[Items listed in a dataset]
########
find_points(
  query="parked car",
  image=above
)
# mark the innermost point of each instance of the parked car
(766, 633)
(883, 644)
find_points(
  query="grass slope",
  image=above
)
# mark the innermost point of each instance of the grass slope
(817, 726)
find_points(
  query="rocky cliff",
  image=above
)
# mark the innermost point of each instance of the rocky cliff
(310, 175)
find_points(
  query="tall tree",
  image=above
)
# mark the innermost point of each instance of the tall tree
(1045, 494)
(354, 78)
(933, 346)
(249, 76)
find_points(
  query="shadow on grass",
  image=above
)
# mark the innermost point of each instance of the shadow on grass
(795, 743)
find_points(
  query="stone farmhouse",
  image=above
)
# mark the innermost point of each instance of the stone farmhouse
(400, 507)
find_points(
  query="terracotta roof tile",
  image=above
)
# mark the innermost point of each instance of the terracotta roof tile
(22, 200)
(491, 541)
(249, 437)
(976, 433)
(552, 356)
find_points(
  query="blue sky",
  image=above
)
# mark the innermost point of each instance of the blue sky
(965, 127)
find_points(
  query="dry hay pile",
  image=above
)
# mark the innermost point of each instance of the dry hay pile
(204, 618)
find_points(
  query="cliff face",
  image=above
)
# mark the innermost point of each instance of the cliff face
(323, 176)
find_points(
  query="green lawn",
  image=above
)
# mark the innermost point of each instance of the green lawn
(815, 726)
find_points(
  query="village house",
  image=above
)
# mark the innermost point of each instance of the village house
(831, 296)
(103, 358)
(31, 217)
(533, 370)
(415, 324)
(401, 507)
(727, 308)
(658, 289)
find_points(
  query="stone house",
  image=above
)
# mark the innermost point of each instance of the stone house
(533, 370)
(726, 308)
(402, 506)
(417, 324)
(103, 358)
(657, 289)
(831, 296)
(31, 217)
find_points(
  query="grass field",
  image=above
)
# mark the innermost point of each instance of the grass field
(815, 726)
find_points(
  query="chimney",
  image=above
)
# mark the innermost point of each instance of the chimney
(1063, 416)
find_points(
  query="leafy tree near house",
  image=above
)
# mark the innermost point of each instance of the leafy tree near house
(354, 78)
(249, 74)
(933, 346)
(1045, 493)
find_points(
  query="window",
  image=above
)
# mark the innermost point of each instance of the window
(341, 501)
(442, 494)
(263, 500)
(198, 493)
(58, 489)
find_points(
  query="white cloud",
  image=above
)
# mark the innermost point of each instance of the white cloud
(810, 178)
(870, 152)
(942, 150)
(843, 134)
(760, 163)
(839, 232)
########
Above are the records; retype every one exactly.

[Response area]
find_points(
  query="parked car",
  image=above
)
# mark the innermost point of each instance of the parked car
(766, 633)
(883, 644)
find_points(
  query="grass slope",
  image=above
)
# mark the innermost point of each instance of the grass slope
(817, 726)
find_points(
  query="rocky cliff",
  image=above
)
# mark the innermost point of each instance of the rocky cliff
(310, 175)
find_points(
  query="tall tree",
  image=above
)
# mark the innermost point of each instance of the tall tree
(1045, 494)
(354, 78)
(933, 346)
(249, 76)
find_points(
  query="shadow on grass",
  image=above
)
# mark the innermost point of each instance of the shadow on grass
(795, 743)
find_points(
  query="stone farmhouse",
  image=above
)
# mark the innermost point of each instance of the stone farmhouse
(400, 507)
find_points(
  query="terracotta roof tile",
  image=above
)
# mark the innermost point of each instance of the terracotta roof tile
(22, 200)
(491, 541)
(249, 437)
(976, 433)
(552, 356)
find_points(
  query="blue sky",
  image=above
)
# mark the innermost point of each instance of the blue sky
(965, 127)
find_points(
  query="dry hay pile",
  image=above
)
# mark the innermost point of each instance of the dry hay pile
(204, 618)
find_points(
  query="cliff face",
  image=above
)
# mark the innermost point of each instance of the cliff face
(323, 176)
find_points(
  query="green lawn",
  image=above
)
# mark the innermost point of each instance of the green lawn
(815, 726)
find_points(
  query="village house",
  image=above
)
# mark the innermost point of each instance of the village house
(831, 296)
(103, 358)
(31, 217)
(533, 370)
(415, 324)
(401, 507)
(727, 308)
(658, 289)
find_points(
  query="stone house",
  image=above
)
# mark the innermost point of each instance of the stone house
(533, 370)
(726, 308)
(402, 506)
(417, 324)
(103, 358)
(657, 289)
(831, 296)
(31, 217)
find_points(
  query="grass field",
  image=above
)
# mark the innermost point of each instance of the grass field
(815, 726)
find_points(
  query="chimney",
  image=above
)
# mark the innermost point of each instance of the chimney
(1063, 416)
find_points(
  query="leafy tree near house",
  image=above
)
# mark the innermost point of each instance of the leafy tree near house
(354, 78)
(249, 74)
(933, 346)
(1045, 493)
find_points(
  query="window",
  image=above
)
# mark the innermost point of each instance of the window
(341, 501)
(442, 494)
(263, 500)
(198, 493)
(58, 489)
find_points(
  query="white cloud",
  image=above
)
# mark the innermost point of each instance of the white cloud
(810, 178)
(870, 152)
(942, 150)
(843, 134)
(760, 163)
(839, 232)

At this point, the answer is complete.